Records supplied:
▼
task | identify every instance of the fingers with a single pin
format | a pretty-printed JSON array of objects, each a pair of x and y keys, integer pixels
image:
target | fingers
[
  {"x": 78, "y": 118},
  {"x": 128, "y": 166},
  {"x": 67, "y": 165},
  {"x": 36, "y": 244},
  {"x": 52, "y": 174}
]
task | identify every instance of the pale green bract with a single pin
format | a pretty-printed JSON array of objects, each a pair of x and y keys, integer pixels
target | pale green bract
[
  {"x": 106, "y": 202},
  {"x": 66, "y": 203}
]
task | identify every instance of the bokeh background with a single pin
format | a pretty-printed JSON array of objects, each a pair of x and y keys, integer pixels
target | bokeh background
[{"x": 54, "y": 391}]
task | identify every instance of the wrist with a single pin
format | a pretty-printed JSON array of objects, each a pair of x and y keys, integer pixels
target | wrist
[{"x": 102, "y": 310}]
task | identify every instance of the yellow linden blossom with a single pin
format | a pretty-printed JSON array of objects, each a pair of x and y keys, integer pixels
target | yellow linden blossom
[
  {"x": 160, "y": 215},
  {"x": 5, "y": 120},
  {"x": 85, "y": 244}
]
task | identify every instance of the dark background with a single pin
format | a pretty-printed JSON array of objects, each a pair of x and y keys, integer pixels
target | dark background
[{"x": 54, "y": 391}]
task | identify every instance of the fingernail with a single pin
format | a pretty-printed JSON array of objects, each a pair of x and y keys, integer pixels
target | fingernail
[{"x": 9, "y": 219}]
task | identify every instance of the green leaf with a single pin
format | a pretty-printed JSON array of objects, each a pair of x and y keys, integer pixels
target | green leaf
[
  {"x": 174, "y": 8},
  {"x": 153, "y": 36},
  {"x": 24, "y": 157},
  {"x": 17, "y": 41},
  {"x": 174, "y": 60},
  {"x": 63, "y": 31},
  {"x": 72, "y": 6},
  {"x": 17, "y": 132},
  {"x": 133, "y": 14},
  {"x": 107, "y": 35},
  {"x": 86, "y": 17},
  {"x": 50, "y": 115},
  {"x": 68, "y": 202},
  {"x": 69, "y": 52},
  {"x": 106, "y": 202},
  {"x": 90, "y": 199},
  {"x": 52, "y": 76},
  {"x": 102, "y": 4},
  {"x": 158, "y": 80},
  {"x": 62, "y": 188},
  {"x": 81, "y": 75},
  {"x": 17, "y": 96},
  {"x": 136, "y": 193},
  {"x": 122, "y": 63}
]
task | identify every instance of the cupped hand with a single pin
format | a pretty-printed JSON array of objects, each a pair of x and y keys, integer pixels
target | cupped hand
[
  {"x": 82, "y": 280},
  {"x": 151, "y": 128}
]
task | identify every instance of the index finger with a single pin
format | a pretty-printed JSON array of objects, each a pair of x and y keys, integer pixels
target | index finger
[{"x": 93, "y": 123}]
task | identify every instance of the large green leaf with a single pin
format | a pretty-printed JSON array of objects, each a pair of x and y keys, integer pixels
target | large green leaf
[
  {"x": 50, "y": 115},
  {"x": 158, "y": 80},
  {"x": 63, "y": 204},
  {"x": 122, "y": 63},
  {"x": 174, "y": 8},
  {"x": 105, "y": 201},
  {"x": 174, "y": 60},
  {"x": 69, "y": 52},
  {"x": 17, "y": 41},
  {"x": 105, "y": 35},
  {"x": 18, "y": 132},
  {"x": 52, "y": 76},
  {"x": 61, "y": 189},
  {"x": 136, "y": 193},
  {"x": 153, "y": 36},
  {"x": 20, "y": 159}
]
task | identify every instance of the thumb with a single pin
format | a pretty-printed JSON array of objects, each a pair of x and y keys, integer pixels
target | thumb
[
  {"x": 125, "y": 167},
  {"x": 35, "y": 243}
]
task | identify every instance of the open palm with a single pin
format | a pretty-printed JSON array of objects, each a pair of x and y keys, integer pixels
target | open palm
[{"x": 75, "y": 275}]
▲
Task statement: Rewrite all of the material above, replacing "with a single pin" with "with one point" wherever it appears and leaving everything else unchanged.

Solution to this task:
task | identify every instance of the fingers with one point
format | a pretty-printed JSON array of objects, each a pair of x and y keys, integer pixels
image:
target | fingers
[
  {"x": 78, "y": 118},
  {"x": 128, "y": 166},
  {"x": 67, "y": 165},
  {"x": 36, "y": 244},
  {"x": 52, "y": 174}
]
task | identify every instance of the pale green bract with one point
format | a pretty-printed JSON array of objects, each a pair of x and y keys, integer pixels
target | pale green bract
[
  {"x": 106, "y": 202},
  {"x": 66, "y": 203}
]
task | identify every instance of the bokeh background with one point
format | a pretty-printed JSON array of objects, each a pair of x and y keys, integer pixels
target | bokeh background
[{"x": 54, "y": 391}]
task | identify every instance of the wrist with one point
format | a pretty-printed JSON array of objects, each a pair of x and y keys, integer pixels
target | wrist
[{"x": 102, "y": 310}]
task | identify every instance of the yellow linden blossom with one point
format | a pretty-printed JSON array of objects, each a pair of x and y keys, integer pixels
target | yellow linden blossom
[
  {"x": 160, "y": 215},
  {"x": 5, "y": 120},
  {"x": 85, "y": 244}
]
task | identify every instance of the dark background with one point
format | a pretty-printed JSON array of objects, each a pair of x and y keys, integer pixels
target | dark background
[{"x": 54, "y": 391}]
task | identify every instance of the fingernail with one point
format | a pretty-printed JSON array of objects, each a pair of x and y keys, integer pixels
target | fingernail
[{"x": 9, "y": 219}]
task | identify every instance of the green leaf with one point
format | a pretty-printed JSON array of objects, each a pair of x and y keys, integer pixels
target | green leaf
[
  {"x": 174, "y": 8},
  {"x": 153, "y": 36},
  {"x": 24, "y": 157},
  {"x": 17, "y": 41},
  {"x": 174, "y": 60},
  {"x": 63, "y": 31},
  {"x": 72, "y": 6},
  {"x": 17, "y": 132},
  {"x": 133, "y": 14},
  {"x": 107, "y": 35},
  {"x": 86, "y": 17},
  {"x": 50, "y": 115},
  {"x": 68, "y": 202},
  {"x": 69, "y": 52},
  {"x": 106, "y": 202},
  {"x": 90, "y": 199},
  {"x": 52, "y": 76},
  {"x": 102, "y": 4},
  {"x": 158, "y": 80},
  {"x": 62, "y": 188},
  {"x": 81, "y": 75},
  {"x": 17, "y": 96},
  {"x": 136, "y": 193},
  {"x": 122, "y": 63}
]
task | identify every instance of the cupped hand with one point
format | a pretty-printed JSON array of objects, each a pair of x and y keys, integer pixels
target | cupped hand
[
  {"x": 82, "y": 280},
  {"x": 151, "y": 128}
]
task | identify every instance of the index finger with one point
format | a pretty-printed JSON array of objects, each a pair of x and y keys, integer pixels
target | index finger
[{"x": 93, "y": 123}]
task | identify every instance of the large green leaf with one point
format | a pretty-printed JSON array of objects, each a pair of x and y keys, integer pixels
target | large green leaf
[
  {"x": 50, "y": 115},
  {"x": 158, "y": 80},
  {"x": 63, "y": 204},
  {"x": 122, "y": 63},
  {"x": 174, "y": 8},
  {"x": 105, "y": 201},
  {"x": 174, "y": 60},
  {"x": 69, "y": 52},
  {"x": 17, "y": 41},
  {"x": 105, "y": 35},
  {"x": 18, "y": 132},
  {"x": 52, "y": 76},
  {"x": 61, "y": 189},
  {"x": 136, "y": 193},
  {"x": 153, "y": 36},
  {"x": 20, "y": 159}
]
task | identify every instance of the thumb with one point
format | a pretty-printed JSON array of objects, each a pair of x and y keys, integer pixels
target | thumb
[
  {"x": 125, "y": 167},
  {"x": 35, "y": 243}
]
task | identify every instance of the open palm with one point
format | a pretty-printed JSON array of objects, each a pair of x and y keys, integer pixels
target | open palm
[{"x": 75, "y": 275}]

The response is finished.